## Dataset extract

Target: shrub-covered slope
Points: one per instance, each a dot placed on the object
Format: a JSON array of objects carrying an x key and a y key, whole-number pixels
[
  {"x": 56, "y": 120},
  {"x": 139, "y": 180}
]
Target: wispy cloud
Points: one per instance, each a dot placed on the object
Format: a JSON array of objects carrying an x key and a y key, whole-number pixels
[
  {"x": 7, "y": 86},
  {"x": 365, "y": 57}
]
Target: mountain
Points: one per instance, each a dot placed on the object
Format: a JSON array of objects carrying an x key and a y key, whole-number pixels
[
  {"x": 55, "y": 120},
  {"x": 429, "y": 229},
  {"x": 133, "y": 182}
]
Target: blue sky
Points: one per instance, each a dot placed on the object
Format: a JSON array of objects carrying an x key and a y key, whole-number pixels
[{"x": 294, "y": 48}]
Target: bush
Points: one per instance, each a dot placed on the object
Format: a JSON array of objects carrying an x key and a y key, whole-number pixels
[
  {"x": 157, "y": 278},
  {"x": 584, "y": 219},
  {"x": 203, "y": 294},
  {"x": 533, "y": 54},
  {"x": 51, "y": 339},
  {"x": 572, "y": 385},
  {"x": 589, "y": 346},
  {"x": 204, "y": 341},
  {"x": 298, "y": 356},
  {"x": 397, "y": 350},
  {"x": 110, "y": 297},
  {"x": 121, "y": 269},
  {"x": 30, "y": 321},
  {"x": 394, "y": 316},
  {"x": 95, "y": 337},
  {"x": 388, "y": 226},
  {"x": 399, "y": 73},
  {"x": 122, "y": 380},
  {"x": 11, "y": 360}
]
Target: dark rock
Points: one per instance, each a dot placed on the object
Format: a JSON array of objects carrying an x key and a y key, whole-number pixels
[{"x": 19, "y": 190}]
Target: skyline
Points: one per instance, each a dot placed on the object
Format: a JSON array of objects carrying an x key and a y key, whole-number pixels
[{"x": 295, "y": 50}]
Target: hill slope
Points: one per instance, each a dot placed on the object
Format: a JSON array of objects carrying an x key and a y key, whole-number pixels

## Job
Reproduce every line of the material above word for word, from start to end.

## Answer to the problem
Target: shrub-covered slope
Points: one per instance, each a dot placed on the object
Format: a JSON array of objects carrying an x key and a y key, whole-number pixels
[
  {"x": 56, "y": 120},
  {"x": 139, "y": 180}
]
Target: wispy cloud
Points: one per instance, each a dot placed on the object
Format: a JSON array of objects carrying an x key and a y key, whole-number pixels
[
  {"x": 7, "y": 86},
  {"x": 365, "y": 57}
]
Target: mountain
Points: one per instance, each a dot placed on the object
Format: a JSON array of objects carrying an x key and a y key, whole-number pixels
[
  {"x": 55, "y": 120},
  {"x": 429, "y": 229},
  {"x": 133, "y": 182}
]
Target: blue sky
Points: one per instance, each a dot placed on the object
Format: a JSON array of objects carrying an x key and a y key, whole-number pixels
[{"x": 294, "y": 48}]
Target: bush
Points: one per instance, each a dot placed on the object
Format: a JSON array of objects carrying an x key and a y key, whole-number pixels
[
  {"x": 157, "y": 278},
  {"x": 584, "y": 219},
  {"x": 203, "y": 294},
  {"x": 533, "y": 54},
  {"x": 51, "y": 339},
  {"x": 572, "y": 385},
  {"x": 589, "y": 346},
  {"x": 204, "y": 341},
  {"x": 298, "y": 356},
  {"x": 397, "y": 350},
  {"x": 110, "y": 297},
  {"x": 121, "y": 269},
  {"x": 30, "y": 321},
  {"x": 394, "y": 316},
  {"x": 95, "y": 337},
  {"x": 388, "y": 226},
  {"x": 399, "y": 73},
  {"x": 122, "y": 380},
  {"x": 11, "y": 360}
]
Target: dark rock
Points: one per instance, each a dot placed on the object
Format: a JSON array of objects carrying an x key and a y key, whole-number pixels
[{"x": 19, "y": 190}]
Target: skyline
Points: one per instance, each a dot placed on the object
Format: a JSON array of objects carrying an x key and a y key, whole-number pixels
[{"x": 295, "y": 50}]
Target: hill slope
Points: one per instance, each a dot placed on the object
Format: a JSON array of objects carrying an x key and a y key, whole-number pixels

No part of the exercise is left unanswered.